■ Passage to read ■
☆ ☆ ☆ ☆
# Data Processing script for the NSM/SWEML v2.0
This .ipynb script uses python module for retrieving NASA ASO observations, locating nearest SNOTEL sites, connecting SNOTEL obs with ASO obs, and add geospatial features to the ML training/testing/hindcast dataframes.

# Next steps 

- the SE and SW rockies have the same number of sites, make sure they are not the same...
- process ASO data, e.g. swe_m < 0.1 = 0, convert to cm to be consistent with monitoring sites and traditional mesurement. 
- document scripts
- add new sites (e.g., regionval) to training DF with all the respective spatial resolution information
- add precipitation phase features (seasonal accumulated rain precip, seasonal accumulated snow precip as a function of temperature)
- explore adding other features stemming from SNOTEL, remote sensing (LULC), Snow Classifications (Sturms), energy balance

In [1]:
import os
import model_Domain
HOME = os.path.expanduser('~')
☆ ☆ ☆ ☆
■ Dataset entries ■
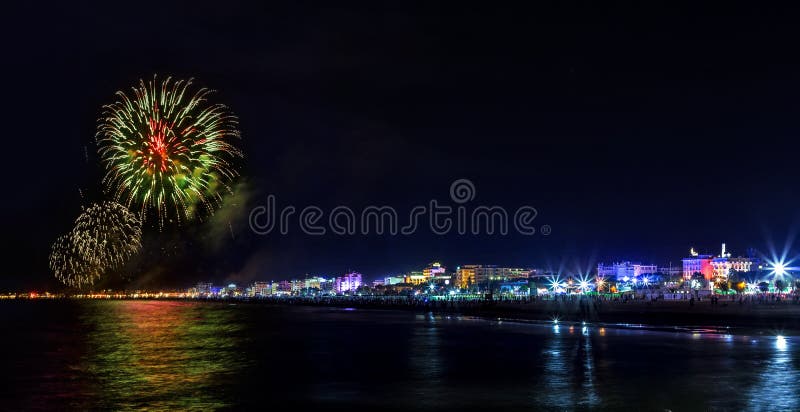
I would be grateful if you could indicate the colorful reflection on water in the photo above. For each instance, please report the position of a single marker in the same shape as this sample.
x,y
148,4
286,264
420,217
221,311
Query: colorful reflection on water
☆ ☆ ☆ ☆
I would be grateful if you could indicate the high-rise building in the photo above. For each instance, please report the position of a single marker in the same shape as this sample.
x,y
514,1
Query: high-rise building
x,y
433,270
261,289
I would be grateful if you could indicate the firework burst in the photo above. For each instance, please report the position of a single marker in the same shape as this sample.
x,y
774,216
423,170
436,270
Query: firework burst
☆ ☆ ☆ ☆
■ Given request 1 ■
Summarize the data processing script in two sentences.
■ Given request 2 ■
Retype the part of the data processing script starting at "# Next steps" and ending at "HOME = os.path.expanduser('~')".

■ Written reply 1 ■
The script, written for NSM/SWEML v2.0, uses a Python module to retrieve NASA ASO observations, locate the nearest SNOTEL sites, connect SNOTEL observations with ASO observations, and add geospatial features to the ML training, testing, and hindcast dataframes. Its next steps include making sure the SE and SW Rockies sites are not the same, processing ASO data, documenting scripts, adding new sites and precipitation phase features, and exploring other features from SNOTEL, remote sensing, snow classifications, and energy balance.

■ Written reply 2 ■
# Next steps 

- the SE and SW rockies have the same number of sites, make sure they are not the same...
- process ASO data, e.g. swe_m < 0.1 = 0, convert to cm to be consistent with monitoring sites and traditional mesurement. 
- document scripts
- add new sites (e.g., regionval) to training DF with all the respective spatial resolution information
- add precipitation phase features (seasonal accumulated rain precip, seasonal accumulated snow precip as a function of temperature)
- explore adding other features stemming from SNOTEL, remote sensing (LULC), Snow Classifications (Sturms), energy balance

In [1]:
import os
import model_Domain
HOME = os.path.expanduser('~')